## Document passage
Biophilia is a word that has been cropping up a lot recently, and not only as the album title for the undoubtedly bonkers but distinctly brilliant Icelandic singer Bjork’s most recent album. It’s a hot buzzword in the sustainability field. So what does it mean? Put as succinctly as possible it’s “The basic need for human contact with nature” and isn’t a new word at all having been coined by biologist and Pulitzer prize winner Edward Wilson in his 1984 book “Biophilia”. Interestingly, a “philia” is the polar opposite of a phobia, so rather than an aversion or fear of objects in the natural world- a philia is the positive feeling and attraction to nature. Guy and I have the distinct pleasure of mixing with some fantastic innovators and visionaries across a mix of industries in design and greenbuilding and taking inspiration from some of these leading edge concepts. We’ve seen that biophilia is increasingly being considered in the design of new buildings and covers such basic areas as having a good view of natural scenery and access to daylight through to more innovative live biowalls inside buildings. The most striking biowall I’ve come across recently was at the Sky Comwell hotel in Copen
hagen where they’d thought «inside the box» and brought the biowall into the building, more precisely- the breakfast room (see right).

## Activity list
a: In the biophilia passage, who coined the word "biophilia," and in what book?
b: Carry the biophilia passage forward from its final sentence.
Nothing asked here draws on the lines.

Point-per-instance localization data:
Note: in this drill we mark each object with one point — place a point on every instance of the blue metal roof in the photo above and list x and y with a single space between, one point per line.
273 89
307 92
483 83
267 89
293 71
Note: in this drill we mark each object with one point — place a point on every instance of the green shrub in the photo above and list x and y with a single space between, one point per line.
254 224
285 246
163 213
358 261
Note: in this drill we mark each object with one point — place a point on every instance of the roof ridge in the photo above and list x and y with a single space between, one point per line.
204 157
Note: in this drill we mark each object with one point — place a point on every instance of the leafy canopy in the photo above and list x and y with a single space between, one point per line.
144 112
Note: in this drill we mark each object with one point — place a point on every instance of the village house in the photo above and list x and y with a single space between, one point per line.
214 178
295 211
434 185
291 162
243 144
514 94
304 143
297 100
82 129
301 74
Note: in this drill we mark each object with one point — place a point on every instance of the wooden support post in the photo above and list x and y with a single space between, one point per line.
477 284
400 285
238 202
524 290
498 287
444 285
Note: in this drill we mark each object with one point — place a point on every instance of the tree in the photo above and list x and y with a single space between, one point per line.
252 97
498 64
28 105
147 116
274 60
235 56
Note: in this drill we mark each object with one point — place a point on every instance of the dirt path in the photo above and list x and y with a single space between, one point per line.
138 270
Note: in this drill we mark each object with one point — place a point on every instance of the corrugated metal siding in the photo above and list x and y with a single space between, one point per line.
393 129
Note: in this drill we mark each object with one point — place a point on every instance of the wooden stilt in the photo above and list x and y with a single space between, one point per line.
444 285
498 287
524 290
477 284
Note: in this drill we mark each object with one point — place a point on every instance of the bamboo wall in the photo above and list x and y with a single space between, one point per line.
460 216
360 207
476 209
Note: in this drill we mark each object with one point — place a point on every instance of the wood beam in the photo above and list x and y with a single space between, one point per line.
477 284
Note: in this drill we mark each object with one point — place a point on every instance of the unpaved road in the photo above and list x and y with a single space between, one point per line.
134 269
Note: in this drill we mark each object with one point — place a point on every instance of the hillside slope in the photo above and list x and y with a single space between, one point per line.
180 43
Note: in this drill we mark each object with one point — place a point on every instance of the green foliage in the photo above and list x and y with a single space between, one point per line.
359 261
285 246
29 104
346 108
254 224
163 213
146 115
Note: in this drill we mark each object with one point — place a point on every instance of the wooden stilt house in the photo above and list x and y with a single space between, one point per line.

## Response list
a: Biologist and Pulitzer Prize winner Edward Wilson coined it in his 1984 book "Biophilia."

b:
It’s become clear that urbanization has taken us far down a lonely path away from nature and sustainable cities of the future are ones that correct that balance and feature nature strongly, be it as simple as a community garden to something more radical like the New York Highline Park turning a derelict Manhattan railway line into a natural shangri la in the city (www.thehighline.org).
A biophilic future
Smart urban planners and architects are “bringing the outdoors inside” and it’s a good thing all round- the evidence of the emotional and psychological benefits of nature is mounting and impressive – research shows its ability to reduce stress, aid recovery from illness, to enhance cognitive skills and academic performance and aid in moderating the effects of autism and other child illnesses. But I’m wondering- how did we get to the stage where we needed academics to remind us that we innately love and need nature?